§ **ACTIVITY**
Start at the line that contains "162L80 168H86L89 157L85". Repeat it and each line after it, exactly, up to and including the final line of the data.

*** Opening MATERIAL FOR THIS TASK ***

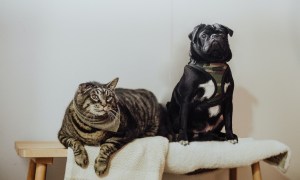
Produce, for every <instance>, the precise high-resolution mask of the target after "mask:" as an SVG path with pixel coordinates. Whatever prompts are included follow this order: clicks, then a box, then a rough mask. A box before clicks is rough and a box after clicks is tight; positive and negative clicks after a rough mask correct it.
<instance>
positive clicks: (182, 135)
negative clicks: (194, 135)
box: [177, 130, 189, 146]
mask: <svg viewBox="0 0 300 180" xmlns="http://www.w3.org/2000/svg"><path fill="white" fill-rule="evenodd" d="M177 141H178V142H179V143H180V144H181V145H184V146H186V145H188V144H189V141H188V137H187V135H186V133H184V132H183V131H182V130H181V131H180V132H179V134H178V137H177Z"/></svg>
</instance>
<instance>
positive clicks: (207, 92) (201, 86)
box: [198, 80, 216, 101]
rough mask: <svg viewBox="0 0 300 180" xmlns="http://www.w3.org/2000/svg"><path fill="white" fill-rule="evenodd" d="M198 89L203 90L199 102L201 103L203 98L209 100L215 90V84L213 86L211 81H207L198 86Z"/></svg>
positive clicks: (215, 88) (212, 82)
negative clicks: (198, 88) (205, 82)
mask: <svg viewBox="0 0 300 180" xmlns="http://www.w3.org/2000/svg"><path fill="white" fill-rule="evenodd" d="M198 87H199V88H203V89H204V94H203V96H202V97H201V99H200V100H201V101H203V100H204V99H205V98H206V99H209V98H211V97H212V95H213V94H214V92H215V89H216V87H215V84H214V82H213V81H212V80H209V81H207V82H206V83H204V84H199V86H198Z"/></svg>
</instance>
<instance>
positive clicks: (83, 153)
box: [75, 150, 89, 168]
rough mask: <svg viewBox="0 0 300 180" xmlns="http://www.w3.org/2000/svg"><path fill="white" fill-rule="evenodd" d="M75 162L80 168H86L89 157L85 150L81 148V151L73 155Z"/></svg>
mask: <svg viewBox="0 0 300 180" xmlns="http://www.w3.org/2000/svg"><path fill="white" fill-rule="evenodd" d="M75 162H76V164H78V165H79V166H80V167H82V168H86V167H87V166H88V164H89V158H88V155H87V152H86V150H83V151H82V152H81V153H79V154H76V155H75Z"/></svg>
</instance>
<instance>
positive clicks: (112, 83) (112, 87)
mask: <svg viewBox="0 0 300 180" xmlns="http://www.w3.org/2000/svg"><path fill="white" fill-rule="evenodd" d="M118 81H119V78H115V79H114V80H112V81H110V82H109V83H107V84H106V87H107V88H108V89H110V90H114V89H115V88H116V86H117V83H118Z"/></svg>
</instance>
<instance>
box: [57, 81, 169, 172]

*** Closing MATERIAL FOR THIS TASK ***

§ **TASK RESPONSE**
rough mask: <svg viewBox="0 0 300 180" xmlns="http://www.w3.org/2000/svg"><path fill="white" fill-rule="evenodd" d="M75 162L80 168H86L89 157L85 150L81 148V151L73 155Z"/></svg>
mask: <svg viewBox="0 0 300 180" xmlns="http://www.w3.org/2000/svg"><path fill="white" fill-rule="evenodd" d="M75 162H76V164H78V165H79V166H80V167H82V168H86V167H87V166H88V164H89V158H88V155H87V152H86V150H83V151H82V152H81V153H79V154H76V155H75Z"/></svg>
</instance>
<instance>
positive clicks: (112, 83) (112, 87)
mask: <svg viewBox="0 0 300 180" xmlns="http://www.w3.org/2000/svg"><path fill="white" fill-rule="evenodd" d="M118 81H119V78H115V79H114V80H112V81H110V82H109V83H107V84H106V87H107V88H108V89H110V90H114V89H115V88H116V86H117V83H118Z"/></svg>
</instance>
<instance>
box: [57, 81, 169, 172]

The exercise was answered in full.